───── Exercise data ─────

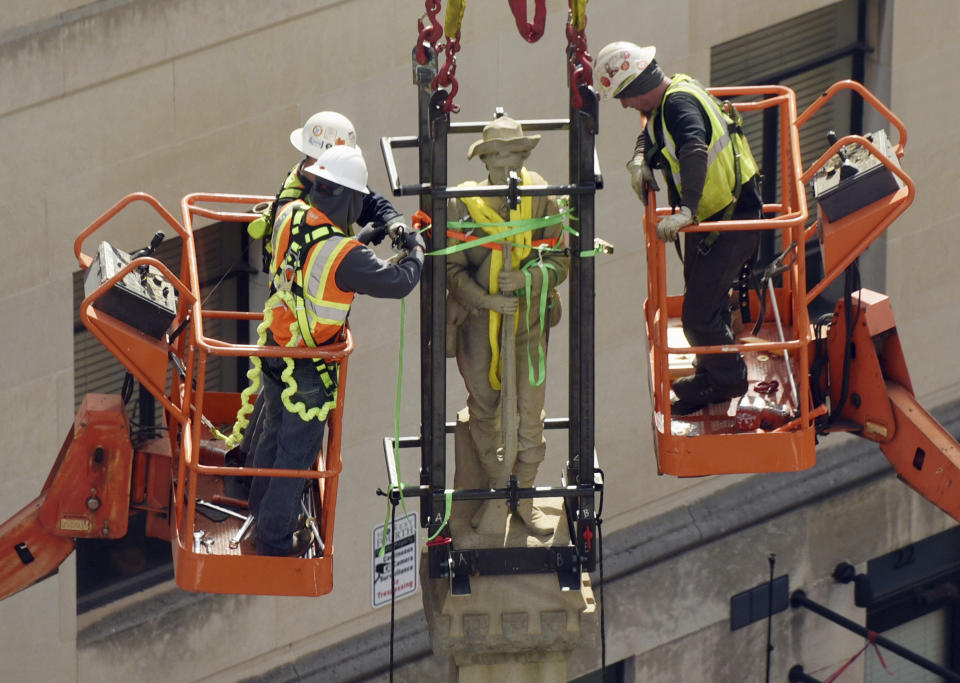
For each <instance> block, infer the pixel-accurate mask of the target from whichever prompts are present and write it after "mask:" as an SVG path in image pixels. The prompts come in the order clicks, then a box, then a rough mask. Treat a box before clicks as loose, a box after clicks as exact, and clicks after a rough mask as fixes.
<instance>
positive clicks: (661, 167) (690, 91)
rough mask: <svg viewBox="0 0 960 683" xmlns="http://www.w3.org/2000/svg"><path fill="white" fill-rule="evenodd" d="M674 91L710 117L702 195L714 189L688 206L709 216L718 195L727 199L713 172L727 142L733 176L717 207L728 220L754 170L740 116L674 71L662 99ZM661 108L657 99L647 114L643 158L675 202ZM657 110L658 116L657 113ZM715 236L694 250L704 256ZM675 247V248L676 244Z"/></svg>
mask: <svg viewBox="0 0 960 683" xmlns="http://www.w3.org/2000/svg"><path fill="white" fill-rule="evenodd" d="M674 92H686V93H689V94H691V95H693V96H694V97H695V98H696V99H697V102H699V103H700V105H701V106H702V107H703V109H704V111H705V113H706V114H707V118H708V119H709V120H710V129H711V130H710V139H709V140H708V144H709V147H708V149H707V179H706V182H705V184H704V190H705V194H706V190H707V184H708V183H709V184H710V189H711V190H714V186H715V185H716V191H712V192H711V193H710V195H708V197H707V198H706V201H705V200H704V199H703V198H701V201H700V206H698V207H689V208H690V209H691V210H693V211H695V213H697V214H698V215H699V214H700V213H706V215H707V217H710V216H712V215H715V214H716V213H717V208H716V207H715V204H716V202H717V201H718V199H719V198H720V197H723V198H724V199H727V193H726V188H725V185H726V184H725V183H723V182H722V180H723V178H722V176H718V175H717V174H718V173H721V172H722V170H721V169H720V167H718V166H717V164H723V163H724V161H723V159H722V158H721V157H722V156H723V155H725V154H726V149H727V146H728V145H729V149H730V151H731V152H732V159H731V161H732V164H731V166H732V171H733V178H732V179H730V180H731V182H732V187H731V188H730V191H729V200H728V201H726V202H725V204H724V205H722V207H721V208H722V210H723V213H722V214H721V220H724V221H726V220H730V217H731V216H732V215H733V212H734V210H735V209H736V206H737V202H738V201H739V200H740V193H741V191H742V189H743V183H744V176H746V180H749V179H750V178H752V177H754V176H755V175H756V173H757V164H756V162H755V161H754V159H753V155H752V154H751V152H750V147H749V145H747V142H746V138H745V137H744V134H743V117H742V116H741V115H740V112H739V111H737V108H736V107H734V106H733V104H732V103H731V102H730V101H729V100H725V101H723V102H720V100H718V99H717V98H716V97H714V96H713V95H712V94H711V93H710V92H709V91H707V89H706V88H704V87H703V86H702V85H700V83H699V82H697V81H696V80H695V79H693V78H691V77H689V76H687V75H685V74H677V75H675V76H674V77H673V80H672V82H671V84H670V86H669V87H668V88H667V91H666V92H665V93H664V101H666V98H667V97H668V96H669V95H670V94H671V93H674ZM664 110H665V107H664V106H663V103H662V102H661V105H660V106H659V107H658V108H657V112H654V114H653V116H651V117H650V120H649V121H648V122H647V133H648V136H649V138H650V140H651V142H652V144H651V146H650V148H649V149H647V150H646V151H645V157H646V162H647V164H648V165H649V166H650V167H651V168H659V169H661V170H663V171H664V176H665V178H666V181H667V187H668V191H669V195H670V198H671V201H672V202H676V203H679V198H680V192H679V189H678V187H677V183H676V178H675V177H674V176H675V174H676V169H674V168H673V166H675V165H677V163H678V162H677V161H676V159H677V157H676V149H675V147H674V145H673V137H672V136H671V135H670V132H669V130H668V129H667V127H666V121H665V111H664ZM658 113H659V116H658V115H657V114H658ZM721 125H722V126H723V127H722V128H720V126H721ZM718 129H719V130H718ZM714 195H715V196H714ZM700 207H706V208H707V211H704V212H701V211H700ZM719 237H720V233H719V231H716V230H714V231H713V232H710V233H708V234H707V235H705V236H704V237H703V239H701V240H700V242H699V243H698V244H697V250H698V251H699V252H700V253H701V254H702V255H704V256H705V255H707V254H708V253H710V250H711V249H712V248H713V245H714V243H715V242H716V241H717V239H718V238H719ZM677 246H678V250H679V243H678V245H677ZM681 260H682V254H681Z"/></svg>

─────

**Brief**
Reproduce all of the data above verbatim, but leave out the picture.

**Result below**
For each <instance> block, infer the pixel-accurate mask of the target from whichever prompts are present and write it after "mask:" as an SVG path in image pixels. The prompts come in the order clicks, then a box, then a rough mask. Treat a box before clicks as loose, a box after clicks as exact, and clicks after a rough mask as fixes.
<instance>
positive clicks: (661, 167) (690, 91)
rough mask: <svg viewBox="0 0 960 683" xmlns="http://www.w3.org/2000/svg"><path fill="white" fill-rule="evenodd" d="M674 91L710 117L702 195L714 189L688 206L709 216L718 195L727 199L713 172L727 142L733 176L717 207L728 220L754 170L740 116L674 71L662 99ZM661 108L657 99L647 114L643 158L675 202ZM657 110L658 116L657 113ZM715 236L694 250L704 256ZM675 247V248L676 244Z"/></svg>
mask: <svg viewBox="0 0 960 683" xmlns="http://www.w3.org/2000/svg"><path fill="white" fill-rule="evenodd" d="M674 92H686V93H689V94H691V95H693V96H694V97H695V98H696V99H697V102H699V103H700V105H701V106H702V107H703V109H704V111H705V113H706V114H707V118H708V119H709V120H710V129H711V130H710V139H709V140H708V144H709V147H708V149H707V179H706V182H705V184H704V190H705V194H706V190H707V184H708V183H709V184H710V189H711V190H714V186H715V185H716V191H712V192H711V193H710V195H708V197H707V198H706V201H705V200H704V199H703V198H701V201H700V206H698V207H689V208H690V209H691V210H693V211H695V213H697V214H698V215H699V214H700V213H706V215H707V217H710V216H712V215H715V214H716V213H717V208H716V207H715V204H716V202H717V201H718V199H719V198H720V197H723V198H724V199H727V193H726V188H725V185H726V184H725V183H723V182H722V180H723V178H722V176H718V175H717V174H718V173H721V172H722V170H721V169H720V167H718V166H717V164H723V163H724V161H723V159H722V158H721V157H722V156H723V155H725V154H726V149H727V146H728V145H729V149H730V151H731V152H732V159H731V161H732V164H731V166H732V171H733V178H732V179H730V180H731V182H732V187H731V188H730V191H729V200H728V201H726V202H725V204H724V205H722V207H721V208H722V210H723V213H722V214H721V220H724V221H726V220H730V217H731V216H732V215H733V212H734V210H735V209H736V206H737V202H738V201H739V200H740V193H741V191H742V189H743V183H744V176H746V180H749V179H750V178H752V177H754V176H755V175H756V173H757V164H756V162H755V161H754V159H753V155H752V154H751V152H750V147H749V145H747V142H746V138H745V137H744V134H743V117H742V116H741V115H740V112H739V111H737V108H736V107H734V106H733V104H732V103H731V102H730V101H729V100H725V101H723V102H720V100H718V99H717V98H716V97H714V96H713V95H712V94H711V93H710V92H709V91H707V89H706V88H704V87H703V86H702V85H700V83H699V82H697V81H696V80H695V79H693V78H691V77H689V76H687V75H685V74H677V75H675V76H674V77H673V80H672V82H671V84H670V86H669V87H668V88H667V91H666V92H665V93H664V101H666V98H667V97H668V96H669V95H670V94H671V93H674ZM664 110H665V107H664V106H663V103H662V102H661V105H660V106H659V107H658V108H657V112H654V114H653V116H651V117H650V120H649V121H648V122H647V133H648V136H649V138H650V140H651V142H652V144H651V146H650V148H649V149H647V150H646V151H645V157H646V162H647V164H648V165H649V166H650V167H651V168H659V169H661V170H663V171H664V176H665V178H666V181H667V187H668V191H669V195H670V198H671V201H672V202H676V203H679V198H680V192H679V189H678V187H677V183H676V178H675V177H674V176H675V174H676V169H674V168H673V166H675V165H677V163H678V162H677V161H676V159H677V157H676V149H675V147H674V145H673V137H672V136H671V135H670V132H669V130H668V129H667V127H666V121H665V111H664ZM658 113H659V116H658V115H657V114H658ZM721 125H722V126H723V127H722V128H720V126H721ZM718 129H719V130H718ZM714 195H715V196H714ZM700 207H706V208H707V211H704V212H701V211H700ZM719 237H720V233H719V231H716V230H714V231H713V232H710V233H708V234H707V235H705V236H704V237H703V239H701V240H700V242H699V243H698V244H697V250H698V251H699V252H700V253H701V254H702V255H704V256H705V255H707V254H708V253H710V250H711V249H712V248H713V245H714V243H715V242H716V241H717V239H718V238H719ZM677 246H678V250H679V243H678V245H677ZM681 260H682V254H681Z"/></svg>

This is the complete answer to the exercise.